• _Dataset_:
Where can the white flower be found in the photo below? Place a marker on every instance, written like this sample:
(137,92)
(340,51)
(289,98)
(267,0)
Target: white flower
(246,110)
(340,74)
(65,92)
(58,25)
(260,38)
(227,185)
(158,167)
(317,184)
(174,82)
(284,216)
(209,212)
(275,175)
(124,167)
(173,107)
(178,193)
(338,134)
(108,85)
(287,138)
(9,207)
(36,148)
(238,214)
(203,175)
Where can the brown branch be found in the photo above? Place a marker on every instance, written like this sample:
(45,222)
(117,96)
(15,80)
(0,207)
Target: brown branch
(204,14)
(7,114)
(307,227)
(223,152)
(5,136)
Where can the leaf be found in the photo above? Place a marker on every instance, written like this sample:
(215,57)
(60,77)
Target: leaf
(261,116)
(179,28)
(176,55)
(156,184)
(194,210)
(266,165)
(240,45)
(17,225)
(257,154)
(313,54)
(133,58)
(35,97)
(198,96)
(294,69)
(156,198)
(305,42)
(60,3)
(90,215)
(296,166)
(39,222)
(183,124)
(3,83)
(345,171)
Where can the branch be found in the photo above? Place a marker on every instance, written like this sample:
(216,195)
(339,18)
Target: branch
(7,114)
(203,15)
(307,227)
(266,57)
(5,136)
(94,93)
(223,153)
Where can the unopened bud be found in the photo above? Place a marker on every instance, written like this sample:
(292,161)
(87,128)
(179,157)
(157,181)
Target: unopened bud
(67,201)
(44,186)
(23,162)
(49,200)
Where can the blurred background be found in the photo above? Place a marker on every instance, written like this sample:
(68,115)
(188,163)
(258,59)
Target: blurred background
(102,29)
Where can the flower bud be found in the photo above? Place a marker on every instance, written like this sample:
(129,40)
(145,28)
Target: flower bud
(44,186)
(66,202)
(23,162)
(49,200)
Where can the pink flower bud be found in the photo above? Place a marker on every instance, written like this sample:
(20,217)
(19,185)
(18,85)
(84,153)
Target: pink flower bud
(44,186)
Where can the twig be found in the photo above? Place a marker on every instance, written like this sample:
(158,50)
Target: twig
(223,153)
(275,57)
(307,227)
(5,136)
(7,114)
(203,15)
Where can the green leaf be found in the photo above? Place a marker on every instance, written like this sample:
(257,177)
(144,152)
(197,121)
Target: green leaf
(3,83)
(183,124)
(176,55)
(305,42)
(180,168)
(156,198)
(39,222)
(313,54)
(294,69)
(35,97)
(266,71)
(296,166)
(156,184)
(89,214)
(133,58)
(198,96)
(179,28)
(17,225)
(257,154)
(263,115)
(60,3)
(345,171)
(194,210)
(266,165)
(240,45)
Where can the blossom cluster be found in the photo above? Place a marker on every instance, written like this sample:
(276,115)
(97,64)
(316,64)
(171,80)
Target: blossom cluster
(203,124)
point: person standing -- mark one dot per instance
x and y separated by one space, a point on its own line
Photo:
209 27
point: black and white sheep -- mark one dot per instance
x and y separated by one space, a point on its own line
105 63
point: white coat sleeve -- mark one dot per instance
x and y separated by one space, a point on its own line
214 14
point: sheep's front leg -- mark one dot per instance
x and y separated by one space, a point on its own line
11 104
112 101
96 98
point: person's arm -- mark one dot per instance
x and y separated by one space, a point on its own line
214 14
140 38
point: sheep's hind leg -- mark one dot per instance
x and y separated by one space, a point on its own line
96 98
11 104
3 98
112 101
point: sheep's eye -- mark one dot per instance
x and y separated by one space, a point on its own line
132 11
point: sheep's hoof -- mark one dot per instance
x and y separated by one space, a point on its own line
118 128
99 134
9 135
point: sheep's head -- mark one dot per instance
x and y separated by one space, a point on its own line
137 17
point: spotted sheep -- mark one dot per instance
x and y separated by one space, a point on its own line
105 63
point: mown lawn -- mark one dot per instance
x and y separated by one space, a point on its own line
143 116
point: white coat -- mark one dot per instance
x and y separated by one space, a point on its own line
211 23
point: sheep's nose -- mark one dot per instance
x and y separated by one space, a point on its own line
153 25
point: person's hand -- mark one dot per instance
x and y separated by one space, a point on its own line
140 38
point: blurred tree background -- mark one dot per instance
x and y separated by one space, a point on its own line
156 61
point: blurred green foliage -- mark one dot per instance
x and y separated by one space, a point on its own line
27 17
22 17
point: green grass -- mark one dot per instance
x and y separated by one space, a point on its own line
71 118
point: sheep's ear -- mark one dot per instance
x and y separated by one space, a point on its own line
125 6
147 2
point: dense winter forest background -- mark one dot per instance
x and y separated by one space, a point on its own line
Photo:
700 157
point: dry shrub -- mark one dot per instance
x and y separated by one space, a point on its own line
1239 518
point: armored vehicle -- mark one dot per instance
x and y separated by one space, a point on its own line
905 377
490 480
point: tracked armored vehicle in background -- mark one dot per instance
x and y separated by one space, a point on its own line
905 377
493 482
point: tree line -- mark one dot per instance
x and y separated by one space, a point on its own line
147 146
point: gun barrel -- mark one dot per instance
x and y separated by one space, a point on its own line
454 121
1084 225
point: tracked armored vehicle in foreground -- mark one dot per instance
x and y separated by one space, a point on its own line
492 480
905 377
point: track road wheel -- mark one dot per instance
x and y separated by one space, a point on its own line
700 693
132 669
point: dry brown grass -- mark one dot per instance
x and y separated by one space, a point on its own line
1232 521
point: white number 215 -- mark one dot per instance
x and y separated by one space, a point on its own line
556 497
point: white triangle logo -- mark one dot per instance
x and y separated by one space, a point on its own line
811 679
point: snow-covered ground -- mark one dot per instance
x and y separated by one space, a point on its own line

• _Instructions to follow_:
Give every entry back exactly as it was written above.

• _Your solution_:
Where can the white flower be found in the photo below? Place a marker on every instance, written like this sample:
(137,92)
(340,51)
(289,98)
(267,0)
Target: white flower
(246,110)
(340,74)
(65,92)
(58,25)
(260,38)
(227,185)
(158,167)
(317,184)
(174,82)
(284,216)
(209,212)
(275,175)
(124,167)
(173,107)
(178,193)
(338,134)
(108,85)
(287,138)
(9,207)
(36,148)
(238,214)
(203,175)
Where can the brown branch be found in the photo above? Place a marker on every instance, written like this sample:
(45,222)
(117,96)
(15,80)
(0,207)
Target: brown branch
(204,14)
(7,114)
(307,227)
(223,152)
(5,136)
Where can the leaf be found in the photo above? Place a marker on every instance, written like this sample:
(215,57)
(60,77)
Target: leaf
(261,116)
(179,28)
(176,55)
(156,184)
(194,210)
(266,165)
(240,45)
(17,225)
(257,154)
(313,54)
(133,58)
(35,97)
(198,96)
(294,69)
(156,198)
(305,42)
(60,3)
(90,215)
(296,166)
(39,222)
(183,124)
(3,83)
(345,171)
Where can the branch be found in the photo above? Place a marker on every instance, written like this sample:
(216,195)
(339,18)
Target: branch
(7,114)
(203,15)
(307,227)
(266,57)
(5,136)
(94,93)
(223,153)
Where can the unopened bud be found in the photo above? Place a marker on every instance, written like this sample:
(292,161)
(87,128)
(179,157)
(157,181)
Target: unopened bud
(67,201)
(44,186)
(23,162)
(49,200)
Where can the blurred background be found in the photo above? Place a marker on every instance, written like this sample:
(68,115)
(188,163)
(258,59)
Target: blurred background
(102,29)
Where can the flower bud be found in the photo above? Place a marker on every instance, written like this sample:
(129,40)
(145,28)
Target: flower bud
(44,186)
(66,202)
(23,162)
(49,200)
Where can the pink flower bud be found in the photo above? Place a marker on every instance, written like this sample:
(20,217)
(19,185)
(18,85)
(84,153)
Target: pink flower bud
(44,186)
Where can the twig be found in the photo above? Place a marker on every instance, written like this sample:
(158,50)
Target: twig
(223,153)
(275,57)
(307,227)
(5,136)
(7,114)
(203,15)
Where can the green leaf be found in the photo above? Place a marker on every instance, written like this sample:
(257,177)
(144,152)
(197,121)
Target: green leaf
(3,83)
(183,124)
(176,55)
(305,42)
(180,168)
(156,198)
(39,222)
(313,54)
(294,69)
(35,97)
(266,71)
(296,166)
(156,184)
(89,214)
(133,58)
(198,96)
(179,28)
(17,225)
(257,154)
(263,115)
(60,3)
(345,171)
(194,210)
(266,165)
(240,45)
Where can the blossom cluster be found in the photo above? Place a marker on every instance, written like this sample:
(276,115)
(97,64)
(316,64)
(171,80)
Target: blossom cluster
(203,124)
point: person standing -- mark one dot per instance
x and y separated by one space, a point on its own line
Photo:
209 27
point: black and white sheep -- mark one dot per instance
x and y separated by one space, a point on its own line
105 63
point: white coat sleeve -- mark one dot per instance
x and y separated by one space, a point on its own line
214 14
point: sheep's front leg -- mark one dot per instance
x and y separated by one space, a point on its own line
11 104
112 101
96 98
point: person's arm -- mark one dot per instance
x and y separated by one space, a point on its own line
214 14
140 38
point: sheep's hind leg -- mark one dot per instance
x and y separated by one space, a point on its own line
96 98
11 104
3 98
112 101
point: sheep's eye -- mark one dot per instance
x and y separated by one space, a point on its own line
132 11
point: sheep's hoof -- mark one dot per instance
x and y separated by one space, a point on its own line
118 128
99 134
9 135
point: sheep's head -- mark one dot per instance
x and y separated by one space, a point on its own line
137 17
point: spotted sheep -- mark one dot per instance
x and y separated by one space, a point on its own line
105 63
point: mown lawn -- mark one dot per instance
x and y separated by one space, a point on its own line
143 116
point: white coat -- mark one dot per instance
x and y separated by one space, a point on its own line
211 23
point: sheep's nose -- mark one dot per instance
x and y separated by one space, a point on its own line
153 25
point: person's hand -- mark one dot per instance
x and y separated by one space, a point on its own line
140 38
point: blurred tree background -- mark one dot per instance
x and y separated by one space, a point on its own line
156 61
point: blurred green foliage -- mark one dot per instance
x and y separated by one space, a point on its own line
27 17
22 17
point: green grass -- mark one dot per instance
x and y separated by one space, a point on its own line
71 118
point: sheep's ear -- mark one dot per instance
x and y separated by one space, a point on its own line
125 6
147 2
point: dense winter forest background -- mark one dot per instance
x and y separated by one space, a point on its own line
Photo:
700 157
point: dry shrub -- mark one dot per instance
x and y separated by one space, a point on its own line
1239 518
point: armored vehicle -- mark one dot per instance
x and y separated by one space, a point on its own line
905 377
490 480
point: tracked armored vehicle in background -- mark one dot per instance
x and y separated by one space, a point on its own line
905 377
493 482
point: tree line -- mark one dot per instance
x and y separated by one space, a point on its own line
147 146
point: gun barrel -- mark one dot per instance
x and y separated by one space, a point on its own line
454 121
1084 225
point: tracked armored vehicle in foreground -- mark one dot per instance
x and y separated by one space, a point on its own line
492 480
905 377
point: track road wheel -- mark one dot per instance
x and y separated by one space, a point on its own line
700 693
132 669
point: dry brown grass -- mark one dot per instance
x and y separated by one space, a point on its own line
1232 521
point: white number 215 -- mark one dot per instance
x and y separated by one space, a point on its own line
556 497
point: white triangle logo -- mark one dot per instance
x and y separated by one space, a point on its own line
811 679
point: snow-covered ground -- mark one dot per instance
x and y separated by one space, a point on its own line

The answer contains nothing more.